►

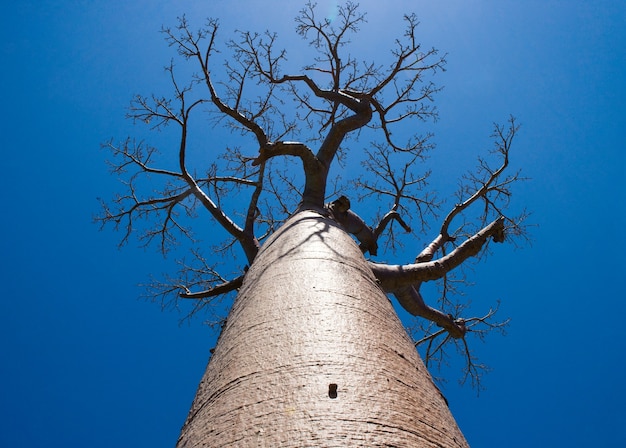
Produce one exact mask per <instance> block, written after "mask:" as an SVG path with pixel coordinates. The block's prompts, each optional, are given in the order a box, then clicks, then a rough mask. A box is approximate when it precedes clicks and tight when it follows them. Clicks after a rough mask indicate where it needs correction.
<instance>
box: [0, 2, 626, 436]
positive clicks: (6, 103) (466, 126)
mask: <svg viewBox="0 0 626 448" xmlns="http://www.w3.org/2000/svg"><path fill="white" fill-rule="evenodd" d="M324 3H327V4H328V8H327V11H328V14H332V11H333V6H334V1H327V2H324ZM370 3H371V4H372V5H371V6H372V7H371V8H370V7H369V4H370ZM380 5H382V2H362V6H363V7H364V10H369V12H370V14H369V23H368V24H367V25H366V26H364V27H363V31H364V34H362V35H359V38H358V39H356V40H355V41H354V44H355V46H354V48H355V51H357V50H358V51H362V52H364V53H365V54H363V55H362V59H365V60H369V59H374V58H377V56H378V55H379V54H380V52H384V51H386V50H385V49H387V48H389V47H390V45H391V44H392V42H393V38H394V37H395V35H396V32H397V30H398V29H399V27H400V26H401V17H402V15H403V14H404V13H406V12H410V11H414V12H416V13H417V14H418V16H419V17H420V19H421V26H420V33H421V34H420V36H421V38H422V41H423V43H424V45H425V47H427V48H429V47H431V46H435V47H437V48H439V49H440V50H441V51H443V52H446V53H448V65H447V71H446V72H445V73H443V74H441V75H439V76H438V77H437V78H436V82H438V83H439V84H441V85H444V86H445V89H444V90H443V92H442V93H441V94H440V95H439V97H438V99H437V105H438V107H439V110H440V120H439V121H438V122H437V123H436V124H434V125H432V126H431V127H430V130H432V131H433V132H435V134H436V141H437V144H438V148H437V150H436V153H433V159H432V168H433V170H434V172H435V173H434V180H435V181H436V185H437V186H438V187H439V188H440V190H441V193H442V194H444V193H446V192H447V191H446V190H449V191H452V190H454V189H455V187H456V180H457V179H458V177H459V175H460V174H462V173H463V172H464V171H466V170H467V169H469V168H471V167H472V166H473V165H472V164H473V162H474V160H475V157H476V155H477V154H478V153H480V152H481V151H484V150H486V149H488V148H489V147H490V145H491V141H490V140H489V138H488V137H489V134H490V132H491V127H492V123H493V122H494V121H498V122H503V121H505V120H506V119H507V117H508V115H509V114H513V115H515V116H516V117H518V119H519V122H520V123H521V124H522V128H521V130H520V133H519V137H518V139H517V141H516V143H515V148H514V152H513V155H512V158H513V160H512V163H513V164H514V166H515V167H516V168H521V169H522V170H523V173H524V174H525V175H527V176H528V177H531V178H532V179H533V180H532V181H531V182H529V183H527V184H524V185H522V186H521V187H520V188H518V189H517V190H516V197H515V198H514V201H516V202H517V203H519V204H520V206H527V207H528V208H529V209H530V210H532V211H533V212H534V215H533V221H534V222H535V223H537V224H538V227H537V229H536V230H535V231H534V232H533V235H534V243H533V246H532V247H526V248H523V249H521V250H515V249H514V248H512V247H508V248H506V247H504V248H503V247H500V246H499V247H497V251H496V252H494V256H493V257H492V258H490V259H488V261H487V263H483V264H480V265H478V266H477V267H476V270H475V273H474V277H473V280H474V281H475V283H476V286H475V287H473V288H471V289H470V290H469V291H468V297H470V298H471V299H472V301H473V303H475V304H477V305H483V306H489V305H490V304H492V303H493V302H494V301H495V299H498V298H500V299H502V308H501V312H502V314H503V315H507V316H510V317H511V318H512V324H511V327H510V330H509V334H508V336H506V337H498V336H494V337H492V338H489V339H488V340H487V342H486V344H484V345H477V347H476V350H477V351H478V352H479V355H480V357H481V359H482V360H483V361H485V362H486V363H488V364H489V365H490V366H491V367H492V368H493V372H491V373H490V374H489V375H488V376H487V377H486V378H485V379H484V381H485V385H486V386H487V389H486V390H485V391H484V392H482V393H481V395H480V397H478V398H477V397H476V396H475V392H474V391H473V390H471V389H470V388H468V387H465V388H459V387H457V385H456V384H455V379H456V377H455V376H452V377H451V380H450V383H449V384H448V385H447V386H446V387H445V389H444V393H445V395H446V396H447V398H448V401H449V402H450V406H451V409H452V412H453V414H454V415H455V417H456V419H457V421H458V422H459V425H460V427H461V429H462V430H463V432H464V433H465V435H466V437H467V439H468V441H469V442H470V444H471V445H472V446H475V447H508V448H515V447H529V446H532V447H554V446H568V447H587V446H607V447H608V446H611V447H612V446H626V429H624V426H623V423H624V421H625V420H626V411H625V409H626V408H625V407H624V405H623V403H624V401H625V400H626V382H625V381H624V378H625V377H626V361H625V359H624V353H625V352H626V342H624V337H623V335H622V331H621V322H620V319H621V316H623V315H625V314H626V301H624V291H625V289H626V281H625V278H626V263H625V261H624V256H623V254H624V251H626V244H625V238H624V228H625V227H626V212H625V209H624V196H625V194H626V188H625V187H624V179H625V178H626V168H625V167H626V163H625V162H626V160H625V157H624V153H625V151H624V138H623V133H624V124H625V123H626V109H625V106H624V105H625V104H626V83H625V82H624V80H626V58H624V49H626V27H625V26H624V24H626V4H625V3H624V2H623V1H621V0H614V1H610V0H606V1H597V2H588V1H582V0H571V1H568V2H559V1H534V0H528V1H523V2H520V1H513V0H502V1H498V2H493V1H485V0H482V1H481V0H473V1H466V0H443V1H438V2H432V1H426V0H411V1H398V2H387V4H386V7H385V8H381V7H380ZM299 8H300V6H299V5H298V2H284V1H278V0H267V1H263V2H260V1H253V0H242V1H238V2H231V1H226V0H216V1H211V2H199V1H190V0H181V1H177V2H171V1H144V0H138V1H133V2H111V1H110V0H108V1H104V0H94V1H90V2H79V1H69V0H58V1H54V2H53V1H43V0H42V1H39V0H38V1H34V0H24V1H19V2H4V3H3V5H2V6H0V13H1V14H2V17H3V18H4V22H5V23H4V24H3V26H2V27H1V28H0V33H1V34H2V35H1V38H0V55H1V58H2V61H3V70H2V71H1V72H0V73H1V74H0V78H1V85H2V89H3V101H4V107H3V118H2V120H1V121H0V127H1V131H2V132H1V135H2V148H3V149H4V151H3V153H4V157H5V159H4V163H3V182H4V188H2V190H1V192H0V200H1V203H2V204H3V209H4V213H3V219H2V220H0V231H1V232H2V235H4V238H3V240H2V242H1V243H0V256H1V257H2V262H3V264H2V271H0V285H1V295H0V297H1V299H0V336H1V337H0V340H1V342H0V347H1V349H0V353H2V357H3V359H2V363H1V364H0V381H1V383H2V385H3V392H2V394H1V397H2V398H1V399H0V403H1V405H2V407H1V408H0V412H2V416H1V419H0V446H7V447H14V446H20V447H41V446H47V447H86V446H88V447H90V448H97V447H107V448H109V447H125V446H128V447H139V446H150V447H170V446H173V445H174V444H175V442H176V439H177V437H178V431H179V429H180V426H181V425H182V424H183V422H184V419H185V417H186V413H187V411H188V408H189V405H190V404H191V400H192V399H193V395H194V393H195V389H196V386H197V384H198V382H199V380H200V378H201V375H202V373H203V369H204V367H205V364H206V362H207V360H208V357H209V349H210V348H211V347H212V346H213V343H214V342H213V336H212V334H211V333H210V332H209V330H208V329H207V328H206V327H203V326H202V325H201V322H200V320H198V321H194V322H192V323H191V324H190V325H187V324H185V325H183V326H179V325H178V318H179V316H178V315H177V314H176V313H172V312H161V310H160V309H159V307H158V306H157V305H154V304H150V303H147V302H144V301H141V300H137V297H138V296H139V294H140V293H141V289H139V288H137V287H136V286H135V285H136V284H138V283H141V282H143V281H146V280H147V279H148V277H149V275H150V274H151V273H154V274H157V275H158V274H160V273H161V272H166V271H167V270H171V269H172V264H171V260H165V261H163V260H161V259H160V258H159V256H158V255H157V254H156V252H155V251H152V250H147V251H144V250H140V249H137V248H135V247H134V246H133V245H130V246H128V247H125V248H124V249H122V250H121V251H120V250H117V248H116V244H117V241H118V237H119V235H117V234H114V233H113V232H111V231H105V232H98V231H97V227H96V226H95V225H93V224H92V223H91V217H92V215H93V214H94V213H96V212H97V211H98V203H97V201H96V198H97V197H100V196H102V197H105V198H106V197H110V196H111V194H112V191H113V190H114V188H115V187H116V180H115V179H114V178H112V177H111V176H110V175H109V173H108V171H107V168H106V166H105V164H104V158H105V154H104V153H103V152H102V151H99V149H98V148H99V144H100V143H101V142H102V141H105V140H107V139H109V138H110V137H116V138H123V137H125V136H126V135H127V134H129V133H131V132H132V127H131V125H130V123H129V122H127V121H125V120H124V113H125V107H126V106H127V104H128V101H129V100H130V98H131V97H132V95H134V94H136V93H144V94H149V93H150V92H152V91H159V89H161V90H163V89H165V88H167V87H168V86H167V84H166V78H165V77H164V76H163V72H162V67H163V66H165V65H167V64H168V63H169V60H170V57H171V56H172V53H171V52H170V51H169V49H168V47H167V45H166V44H165V43H164V42H163V41H162V36H161V35H160V34H159V33H158V30H159V29H160V27H161V25H162V24H166V25H173V24H175V18H176V16H177V15H180V14H182V13H187V15H188V17H189V18H190V19H191V21H192V23H195V24H197V25H199V24H201V23H202V22H203V19H204V17H207V16H213V17H220V18H221V19H222V23H223V32H222V37H223V38H227V37H229V33H230V31H231V30H234V29H247V28H250V29H255V30H260V31H263V30H264V29H270V30H276V31H278V32H279V34H280V36H281V37H282V38H283V39H284V40H283V42H285V45H287V46H289V47H290V48H291V47H293V48H294V51H293V60H294V61H295V60H297V54H298V52H297V50H295V44H296V43H299V41H298V38H297V36H295V33H293V28H294V26H293V22H292V19H293V17H294V16H295V15H296V13H297V10H298V9H299ZM373 8H376V9H373ZM325 10H326V9H325ZM384 54H386V53H383V55H384Z"/></svg>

◄

» **To do**: Arrange the stretch of data from its start through the line containing "positive clicks: (6, 103) (466, 126)" as a numbered list, both ends included and blank lines omitted. Leave the picture out of your answer.

» **Output of the task**:
1. Produce one exact mask per <instance> block, written after "mask:" as an SVG path with pixel coordinates. The block's prompts, each optional, are given in the order a box, then clicks, then a rough mask. A box is approximate when it precedes clicks and tight when it follows them. Clicks after a rough mask indicate where it needs correction.
2. <instance>
3. box: [0, 2, 626, 436]
4. positive clicks: (6, 103) (466, 126)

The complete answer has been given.